What to do:
[A] In the interview about Haiti below, which institutions did the speaker's group hold talks with during previous visits?
[B] According to the interview about Haiti below, how many deaths has cholera caused to date?
[C] Do these statements agree with the interview about Haiti below? (i) The speaker supports holding a runoff election that accepts the first-round results. (ii) Cholera was present in Haiti before June 2010. (iii) The cooperation with the Cuban doctors does not generate debt.

Quoted passage:
+++++

H.: Could there be a new election in your country?
Ch.: The current crossroads is that imperialism wants to accelerate the process to hold elections and establish a new President before May 14. They want to carry out a runoff election, accepting the results of the first round. We, along with the other pro-democracy sectors in Haiti, say that this is unacceptable, because we will have electoral results that are going to be widely rejected and won’t support legitimate and respected decisions. It’s very important that we take advantage of this crisis to rethink the electoral system and establish one that is sovereign, controlled by social and political actors and that is in relation with the problems of the country. We currently have a completely colonial system, that is controlled by external forces, a very expensive system that isn’t coherent with democracy.
H.: What sort of work are you carrying out in Montevideo?
Ch: I’m promoting a campaign to get the MINUSTAH troops to leave the country. We are preparing a great day of continental-wide protests, which is going to be June 1, where we are going to demand that they leave, but it’s also going to be a day of protests against militarization, against US bases in the Caribbean and to say that they don’t just have to leave, but they must carry out a process of reparation, justice and compensation for everything that they have done in the last 12 years. The grimmest example was the introduction of cholera by infected troops of the United Nations. In June 2010, they brought with them this disease to Haiti, which didn’t exist in the country. To this date it has caused the death of 9,000 people and 170,000 have been infected.
H. Were you able to make any type of advance regarding the withdrawal of Uruguayan troops, given that this is one of the countries that contributes the most troops to the MINUSTAH?
In previous visits we had talks with the Presidency, with the Ministry of Foreign Affairs and with the Parliament but this time we focused more on public opinion and social networks, because I think that today many people have a clear understanding of the fact that this mission has failed and that its effect has been completely negative, and far from the objectives set in 2004. They also understand the need to end with that experience and launch real processes of solidarity with the Haitian people, similar to those that we have, for example, with Cuba, where there are more than 800 Cuban doctors disseminated through the most remote rural communities, who are carrying out a wonderful work, completely integrated to the communities. It’s a solidarious cooperation that doesn’t generate debt and that is carried out with respect towards the Haitian culture and history.

+++++

Record set:
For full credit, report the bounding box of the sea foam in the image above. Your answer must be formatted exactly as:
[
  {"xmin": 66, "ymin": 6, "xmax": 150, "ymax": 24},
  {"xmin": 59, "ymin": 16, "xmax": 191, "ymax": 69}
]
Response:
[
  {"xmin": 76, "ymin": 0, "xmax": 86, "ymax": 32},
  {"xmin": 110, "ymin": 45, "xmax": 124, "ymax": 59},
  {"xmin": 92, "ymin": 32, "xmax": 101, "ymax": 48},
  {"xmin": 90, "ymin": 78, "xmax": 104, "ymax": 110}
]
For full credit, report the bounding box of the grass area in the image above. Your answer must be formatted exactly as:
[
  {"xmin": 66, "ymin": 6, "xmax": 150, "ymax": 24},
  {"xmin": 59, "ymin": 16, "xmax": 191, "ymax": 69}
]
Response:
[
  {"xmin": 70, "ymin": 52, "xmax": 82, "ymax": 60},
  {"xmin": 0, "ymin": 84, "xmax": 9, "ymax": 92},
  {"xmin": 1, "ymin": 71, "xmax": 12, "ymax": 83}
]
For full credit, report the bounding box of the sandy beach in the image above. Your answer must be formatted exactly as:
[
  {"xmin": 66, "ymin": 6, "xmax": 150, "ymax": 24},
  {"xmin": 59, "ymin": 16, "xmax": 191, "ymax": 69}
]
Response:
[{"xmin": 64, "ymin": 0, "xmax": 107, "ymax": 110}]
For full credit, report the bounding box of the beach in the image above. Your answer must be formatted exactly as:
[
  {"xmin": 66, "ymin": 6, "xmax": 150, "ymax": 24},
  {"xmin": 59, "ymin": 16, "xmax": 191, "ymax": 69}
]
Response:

+++++

List of solutions:
[A]
- The Presidency
- The Ministry of Foreign Affairs
- The Parliament

[B] 9,000 people.

[C]
(i) No: "We, along with the other pro-democracy sectors in Haiti, say that this is unacceptable"
(ii) No: "which didn’t exist in the country"
(iii) Yes: "It’s a solidarious cooperation that doesn’t generate debt"